What you will do:
**a)** Reproduce the workshop report word for word, starting at "Tom’s workshop focused" and ending at "time for learning.".
**b)** Answer these questions from the workshop report:
(i) In which city was the conference held?
(ii) How long was the session Tom presented?
(iii) What term does the report give for models for educating adults?

Exercise passage:
Center for Academic Excellence Workshop
Tom G. Smith, Ph.D, of the Center for Academic Excellence and Writing Center, presented a workshop on the principles of adult learning to medical educators from across the south. The workshop was part of the annual American Association of Medical Colleges, Southern Group on Educational Affairs Conference held this year in Nashville, Tennessee, on April 4.
Tom’s workshop focused on highlighting the basic differences between models for educating children (pedagogy) and those for educating adults (andragogy). Most teachers and schools have based their education on the model of pedagogy. This model tends to centralize authority in a lecturing teacher, envisions students as recipients of knowledge, and sets aside large blocks of time for learning.
However, given the age and life experience of most students at MUSC and other health care institutions, the andragogical model is a more appropriate way to structure educational activities. In this structure, teachers give authority to learners by presenting problems rather than answers; students then set the agenda and determine how to tackle those problems. Students aren’t so much recipients of knowledge as they are active investigators. Moreover, the time adults have to devote to learning is usually much more brief and intermittent; an andragogical classroom mirrors this use of time, with brief activities interspersed between discussions of key concepts.
The session Tom presented employed these andragogical learning principles --the hour and a half session was interactive and relied on the learners to establish questions they wanted answered about the differences between learning for adults and for children. Their main interest was on how to improve health care education, so Tom then asked them to divide into groups based on their particular area of teaching—classroom, clinical rotation, lab, etc. The groups then developed concrete proposals for each arena at their own schools to improve education based on the andragogical model.

Material shown:
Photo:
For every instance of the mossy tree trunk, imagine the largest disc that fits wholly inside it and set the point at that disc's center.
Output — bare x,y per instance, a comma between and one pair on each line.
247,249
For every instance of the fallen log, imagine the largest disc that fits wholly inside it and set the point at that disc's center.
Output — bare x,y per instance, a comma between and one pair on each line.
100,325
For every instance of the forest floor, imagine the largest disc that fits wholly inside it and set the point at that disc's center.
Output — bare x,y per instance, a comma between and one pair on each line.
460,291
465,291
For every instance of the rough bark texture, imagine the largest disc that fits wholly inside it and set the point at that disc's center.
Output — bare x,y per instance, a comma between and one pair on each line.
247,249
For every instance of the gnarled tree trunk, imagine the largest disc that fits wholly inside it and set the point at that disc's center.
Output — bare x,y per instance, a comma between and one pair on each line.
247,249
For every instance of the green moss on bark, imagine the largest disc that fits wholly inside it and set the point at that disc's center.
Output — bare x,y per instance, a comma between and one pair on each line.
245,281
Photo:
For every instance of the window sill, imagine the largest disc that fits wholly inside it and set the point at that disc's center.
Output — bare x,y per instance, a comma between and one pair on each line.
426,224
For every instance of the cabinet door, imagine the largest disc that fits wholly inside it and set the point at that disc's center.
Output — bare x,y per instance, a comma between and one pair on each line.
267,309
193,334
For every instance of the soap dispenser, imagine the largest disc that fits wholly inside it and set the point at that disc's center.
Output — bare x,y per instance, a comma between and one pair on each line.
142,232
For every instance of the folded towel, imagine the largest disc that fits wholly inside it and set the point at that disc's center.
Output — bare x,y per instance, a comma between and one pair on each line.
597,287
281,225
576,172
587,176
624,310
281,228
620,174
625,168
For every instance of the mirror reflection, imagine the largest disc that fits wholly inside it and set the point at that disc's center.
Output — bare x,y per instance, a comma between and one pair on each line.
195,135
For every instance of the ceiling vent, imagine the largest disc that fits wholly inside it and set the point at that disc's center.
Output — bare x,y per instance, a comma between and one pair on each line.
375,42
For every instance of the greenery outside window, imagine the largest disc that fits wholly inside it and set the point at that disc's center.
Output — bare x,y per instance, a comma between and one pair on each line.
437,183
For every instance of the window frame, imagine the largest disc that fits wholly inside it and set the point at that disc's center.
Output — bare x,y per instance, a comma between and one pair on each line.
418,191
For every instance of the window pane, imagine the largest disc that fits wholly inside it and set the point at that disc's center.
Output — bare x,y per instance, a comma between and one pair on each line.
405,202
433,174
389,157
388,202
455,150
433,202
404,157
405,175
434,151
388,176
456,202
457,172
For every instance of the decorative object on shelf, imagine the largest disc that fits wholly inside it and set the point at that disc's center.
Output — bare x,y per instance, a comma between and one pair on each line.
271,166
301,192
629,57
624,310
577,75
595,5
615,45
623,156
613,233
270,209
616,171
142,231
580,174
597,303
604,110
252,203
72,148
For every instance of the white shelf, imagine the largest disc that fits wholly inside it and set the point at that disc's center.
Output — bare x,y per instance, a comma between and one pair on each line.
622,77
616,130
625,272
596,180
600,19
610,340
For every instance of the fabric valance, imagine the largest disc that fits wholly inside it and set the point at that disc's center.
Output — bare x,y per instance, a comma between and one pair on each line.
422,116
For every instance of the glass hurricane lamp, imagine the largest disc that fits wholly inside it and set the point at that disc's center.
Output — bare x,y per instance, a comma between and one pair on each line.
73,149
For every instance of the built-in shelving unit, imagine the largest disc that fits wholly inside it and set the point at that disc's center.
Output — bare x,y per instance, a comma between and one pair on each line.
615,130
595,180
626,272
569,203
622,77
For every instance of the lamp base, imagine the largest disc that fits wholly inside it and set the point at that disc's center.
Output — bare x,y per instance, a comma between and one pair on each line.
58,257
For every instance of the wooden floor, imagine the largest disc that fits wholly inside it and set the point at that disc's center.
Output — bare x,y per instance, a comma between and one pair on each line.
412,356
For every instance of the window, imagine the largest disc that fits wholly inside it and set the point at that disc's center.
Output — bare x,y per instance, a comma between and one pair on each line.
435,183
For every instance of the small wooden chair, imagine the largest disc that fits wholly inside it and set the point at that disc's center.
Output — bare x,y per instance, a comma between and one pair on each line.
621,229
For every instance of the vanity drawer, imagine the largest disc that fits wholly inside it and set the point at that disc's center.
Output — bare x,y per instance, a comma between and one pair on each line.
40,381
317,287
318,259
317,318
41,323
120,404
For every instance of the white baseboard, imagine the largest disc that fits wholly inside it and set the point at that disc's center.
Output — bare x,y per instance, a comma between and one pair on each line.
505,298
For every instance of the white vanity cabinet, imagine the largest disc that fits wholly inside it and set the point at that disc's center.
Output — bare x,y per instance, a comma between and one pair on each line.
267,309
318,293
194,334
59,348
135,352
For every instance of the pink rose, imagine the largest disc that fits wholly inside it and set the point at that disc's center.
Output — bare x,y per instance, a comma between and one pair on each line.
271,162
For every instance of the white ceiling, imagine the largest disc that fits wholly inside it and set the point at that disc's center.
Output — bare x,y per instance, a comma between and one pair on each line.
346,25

Answers for each item:
**a)**
Tom’s workshop focused on highlighting the basic differences between models for educating children (pedagogy) and those for educating adults (andragogy). Most teachers and schools have based their education on the model of pedagogy. This model tends to centralize authority in a lecturing teacher, envisions students as recipients of knowledge, and sets aside large blocks of time for learning.

**b)**
(i) Nashville, Tennessee
(ii) An hour and a half
(iii) Andragogy